Identify every line in the records below that contains the word "outline", and copy each of those lines in full.
[Start of Material provided]
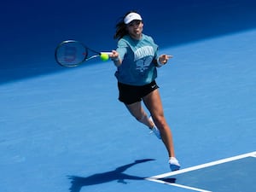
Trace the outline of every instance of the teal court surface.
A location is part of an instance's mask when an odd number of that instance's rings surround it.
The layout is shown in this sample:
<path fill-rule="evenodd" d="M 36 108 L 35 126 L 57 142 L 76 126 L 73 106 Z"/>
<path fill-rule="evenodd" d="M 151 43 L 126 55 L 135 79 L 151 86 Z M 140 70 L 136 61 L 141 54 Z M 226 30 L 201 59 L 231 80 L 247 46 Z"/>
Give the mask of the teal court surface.
<path fill-rule="evenodd" d="M 67 9 L 59 9 L 65 0 L 44 9 L 23 2 L 11 9 L 20 14 L 9 15 L 14 20 L 1 31 L 18 20 L 0 45 L 0 192 L 256 191 L 255 1 L 136 1 L 145 33 L 160 44 L 160 54 L 174 56 L 156 79 L 182 166 L 174 172 L 162 142 L 118 101 L 111 61 L 63 68 L 54 59 L 67 37 L 96 49 L 115 49 L 111 29 L 81 26 L 84 7 L 72 4 L 80 12 L 67 15 Z M 26 8 L 34 18 L 20 24 Z M 152 15 L 160 8 L 165 11 Z M 119 9 L 105 9 L 106 20 L 114 23 Z M 119 15 L 127 7 L 122 9 Z M 98 20 L 102 12 L 95 10 L 90 14 L 96 12 Z M 27 23 L 42 25 L 42 32 Z M 108 32 L 113 46 L 103 44 Z"/>
<path fill-rule="evenodd" d="M 147 178 L 191 191 L 255 191 L 256 152 Z"/>

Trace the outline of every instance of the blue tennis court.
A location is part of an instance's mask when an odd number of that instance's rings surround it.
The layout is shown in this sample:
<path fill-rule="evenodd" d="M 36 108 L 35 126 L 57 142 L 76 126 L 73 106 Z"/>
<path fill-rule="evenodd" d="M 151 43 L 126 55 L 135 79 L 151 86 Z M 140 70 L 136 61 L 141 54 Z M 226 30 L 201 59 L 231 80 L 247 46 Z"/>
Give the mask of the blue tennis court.
<path fill-rule="evenodd" d="M 155 15 L 164 18 L 157 24 L 150 15 L 155 8 L 148 4 L 146 10 L 143 4 L 134 7 L 148 17 L 145 33 L 155 37 L 160 53 L 174 55 L 159 69 L 157 82 L 182 169 L 170 172 L 161 142 L 118 101 L 112 61 L 95 60 L 72 69 L 55 61 L 55 46 L 66 38 L 114 49 L 111 28 L 100 44 L 87 28 L 66 30 L 63 23 L 54 28 L 56 15 L 49 24 L 41 22 L 49 28 L 42 32 L 39 50 L 33 46 L 37 33 L 26 36 L 26 49 L 15 44 L 20 51 L 14 56 L 8 41 L 1 46 L 0 191 L 256 190 L 255 3 L 173 3 L 170 15 Z M 122 6 L 106 18 L 114 23 L 126 10 Z M 169 20 L 165 31 L 156 30 Z M 6 35 L 10 28 L 5 30 Z M 10 33 L 6 37 L 14 41 Z"/>

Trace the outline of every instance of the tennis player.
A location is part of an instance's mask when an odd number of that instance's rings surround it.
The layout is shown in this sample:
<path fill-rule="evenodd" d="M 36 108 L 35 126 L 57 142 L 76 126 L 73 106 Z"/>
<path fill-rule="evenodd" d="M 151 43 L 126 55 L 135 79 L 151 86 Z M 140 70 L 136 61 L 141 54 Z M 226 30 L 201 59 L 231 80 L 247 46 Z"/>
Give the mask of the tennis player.
<path fill-rule="evenodd" d="M 164 116 L 155 82 L 157 67 L 166 65 L 172 56 L 158 55 L 158 45 L 151 37 L 143 34 L 143 30 L 142 16 L 135 11 L 127 13 L 116 25 L 114 38 L 119 41 L 110 57 L 117 67 L 119 99 L 136 119 L 162 140 L 169 154 L 170 168 L 177 171 L 180 165 L 175 158 L 171 129 Z M 142 101 L 150 113 L 149 117 Z"/>

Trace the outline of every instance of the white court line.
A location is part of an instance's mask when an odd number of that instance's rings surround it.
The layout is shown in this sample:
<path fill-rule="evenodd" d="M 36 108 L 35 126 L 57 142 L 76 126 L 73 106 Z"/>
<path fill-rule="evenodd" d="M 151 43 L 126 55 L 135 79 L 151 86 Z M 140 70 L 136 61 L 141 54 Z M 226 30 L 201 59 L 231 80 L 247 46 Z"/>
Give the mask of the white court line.
<path fill-rule="evenodd" d="M 199 166 L 191 166 L 191 167 L 178 170 L 178 171 L 176 171 L 176 172 L 167 172 L 167 173 L 164 173 L 164 174 L 160 174 L 160 175 L 153 176 L 153 177 L 148 177 L 148 178 L 145 178 L 145 179 L 148 180 L 148 181 L 153 181 L 153 182 L 169 184 L 169 185 L 177 186 L 177 187 L 180 187 L 180 188 L 184 188 L 184 189 L 191 189 L 191 190 L 195 190 L 195 191 L 211 192 L 211 191 L 201 189 L 192 188 L 192 187 L 189 187 L 189 186 L 181 185 L 181 184 L 177 184 L 177 183 L 167 183 L 167 182 L 160 180 L 160 178 L 164 178 L 164 177 L 170 177 L 170 176 L 175 176 L 175 175 L 182 174 L 182 173 L 184 173 L 184 172 L 192 172 L 192 171 L 198 170 L 198 169 L 202 169 L 202 168 L 205 168 L 205 167 L 212 166 L 230 162 L 230 161 L 232 161 L 232 160 L 241 160 L 241 159 L 247 158 L 247 157 L 255 157 L 256 158 L 256 151 L 247 153 L 247 154 L 241 154 L 241 155 L 237 155 L 237 156 L 234 156 L 234 157 L 230 157 L 230 158 L 219 160 L 216 160 L 216 161 L 212 161 L 212 162 L 210 162 L 210 163 L 206 163 L 206 164 L 202 164 L 202 165 L 199 165 Z"/>

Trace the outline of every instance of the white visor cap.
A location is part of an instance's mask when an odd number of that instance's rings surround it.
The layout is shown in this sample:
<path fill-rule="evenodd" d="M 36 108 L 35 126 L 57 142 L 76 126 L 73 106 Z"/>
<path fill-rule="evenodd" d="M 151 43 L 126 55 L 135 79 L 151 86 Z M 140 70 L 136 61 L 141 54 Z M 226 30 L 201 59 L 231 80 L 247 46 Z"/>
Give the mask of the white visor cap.
<path fill-rule="evenodd" d="M 124 22 L 127 25 L 134 20 L 143 20 L 143 18 L 137 13 L 131 13 L 125 17 Z"/>

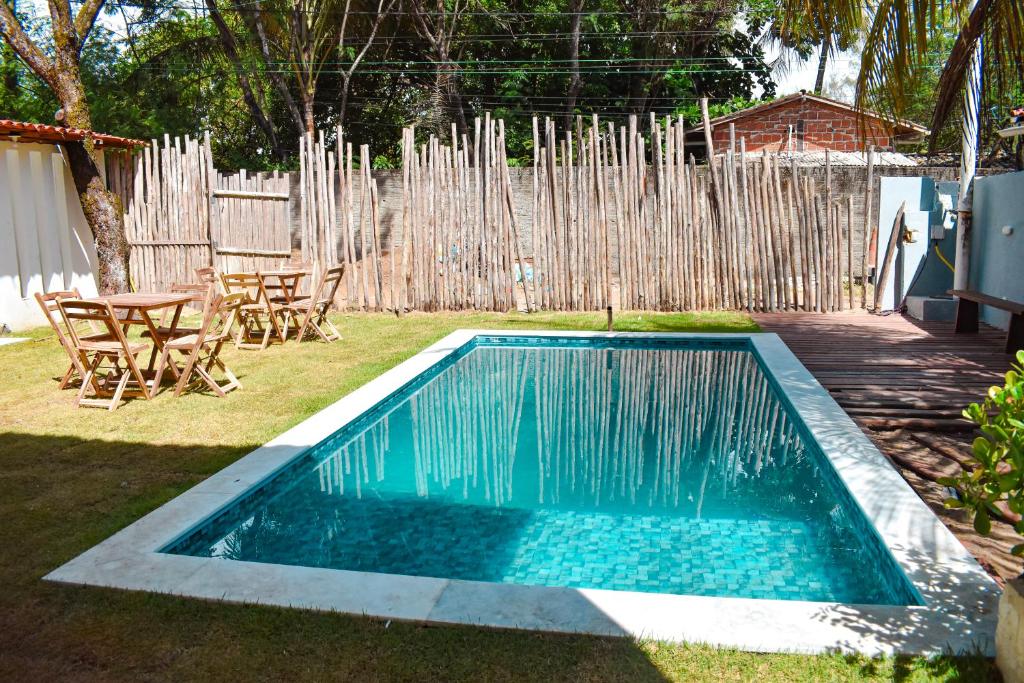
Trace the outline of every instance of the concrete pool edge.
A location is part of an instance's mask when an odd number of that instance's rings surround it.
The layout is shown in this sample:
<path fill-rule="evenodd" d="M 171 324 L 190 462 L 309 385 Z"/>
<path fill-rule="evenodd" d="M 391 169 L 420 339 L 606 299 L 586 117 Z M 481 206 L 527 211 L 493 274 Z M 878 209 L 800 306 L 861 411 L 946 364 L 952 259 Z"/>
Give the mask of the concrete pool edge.
<path fill-rule="evenodd" d="M 900 607 L 551 588 L 157 552 L 476 336 L 750 340 L 927 602 Z M 241 603 L 758 651 L 991 654 L 998 589 L 774 334 L 460 330 L 57 568 L 48 581 Z"/>

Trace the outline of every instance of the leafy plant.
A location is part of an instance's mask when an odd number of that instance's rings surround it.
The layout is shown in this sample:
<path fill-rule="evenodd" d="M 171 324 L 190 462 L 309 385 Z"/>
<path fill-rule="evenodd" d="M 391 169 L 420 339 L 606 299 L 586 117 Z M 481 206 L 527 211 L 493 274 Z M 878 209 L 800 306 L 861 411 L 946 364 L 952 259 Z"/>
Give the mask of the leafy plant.
<path fill-rule="evenodd" d="M 992 516 L 1006 516 L 999 505 L 1024 515 L 1024 350 L 1017 351 L 1006 384 L 989 387 L 985 400 L 968 405 L 964 417 L 978 425 L 983 435 L 974 440 L 971 466 L 939 483 L 959 492 L 958 498 L 946 499 L 946 507 L 966 508 L 974 516 L 975 530 L 986 536 Z M 1024 536 L 1024 520 L 1014 528 Z M 1010 552 L 1024 557 L 1024 543 Z"/>

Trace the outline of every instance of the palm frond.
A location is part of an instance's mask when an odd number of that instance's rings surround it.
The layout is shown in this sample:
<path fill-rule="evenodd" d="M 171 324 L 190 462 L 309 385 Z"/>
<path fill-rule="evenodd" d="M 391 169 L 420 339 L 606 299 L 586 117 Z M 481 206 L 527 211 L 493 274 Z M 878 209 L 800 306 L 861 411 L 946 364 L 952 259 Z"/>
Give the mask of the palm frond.
<path fill-rule="evenodd" d="M 932 130 L 938 131 L 962 111 L 971 58 L 982 44 L 982 109 L 999 111 L 1015 103 L 1024 90 L 1024 3 L 1020 0 L 979 0 L 963 23 L 939 77 Z M 938 138 L 933 135 L 929 151 Z"/>

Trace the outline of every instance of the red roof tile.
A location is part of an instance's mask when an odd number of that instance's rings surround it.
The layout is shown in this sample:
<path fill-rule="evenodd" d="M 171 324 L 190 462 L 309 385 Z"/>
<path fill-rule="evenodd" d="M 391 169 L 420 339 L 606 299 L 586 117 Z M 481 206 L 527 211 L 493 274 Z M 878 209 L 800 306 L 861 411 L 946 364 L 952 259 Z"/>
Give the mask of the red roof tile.
<path fill-rule="evenodd" d="M 135 147 L 145 144 L 142 140 L 133 140 L 130 137 L 118 137 L 80 128 L 62 128 L 45 123 L 26 123 L 0 119 L 0 139 L 2 140 L 17 139 L 23 142 L 57 143 L 82 140 L 86 137 L 91 137 L 101 145 L 109 147 Z"/>

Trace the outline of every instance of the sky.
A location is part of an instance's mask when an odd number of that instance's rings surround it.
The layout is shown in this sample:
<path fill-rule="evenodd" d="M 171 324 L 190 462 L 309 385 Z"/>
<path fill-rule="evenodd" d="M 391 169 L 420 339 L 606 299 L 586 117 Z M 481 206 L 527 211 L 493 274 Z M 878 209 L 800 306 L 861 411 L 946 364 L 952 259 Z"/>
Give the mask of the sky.
<path fill-rule="evenodd" d="M 49 13 L 47 0 L 18 0 L 18 6 L 23 9 L 32 7 L 33 13 L 46 16 Z M 120 13 L 102 12 L 99 15 L 99 24 L 114 32 L 118 36 L 124 36 L 125 25 Z M 742 18 L 737 18 L 737 25 L 742 28 Z M 769 60 L 778 56 L 778 50 L 768 49 L 767 58 Z M 817 55 L 813 55 L 806 61 L 798 61 L 792 66 L 788 73 L 779 74 L 775 77 L 777 87 L 775 92 L 779 96 L 790 95 L 795 92 L 814 89 L 814 77 L 818 66 Z M 853 101 L 853 80 L 857 76 L 860 67 L 859 49 L 852 49 L 830 58 L 825 67 L 825 87 L 823 94 L 846 102 Z M 760 96 L 760 89 L 755 91 L 755 95 Z"/>

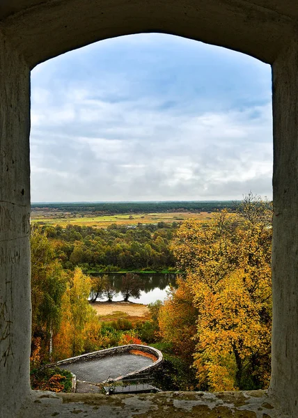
[End of Material provided]
Output:
Trace the outline of every instance of the teal court surface.
Trace the outline of every instance of the blue tennis court.
Trace the outline of every instance of the tennis player.
Trace the outline of every instance of the white court line.
Trace the outline of every instance of the white visor cap.
Trace the outline of every instance of the concrete pool edge.
Trace the outline of every instance of the leafy plant.
Trace the outline of every instance of the palm frond.
Trace the outline of every instance of the red roof tile.
Trace the outline of every instance of the sky.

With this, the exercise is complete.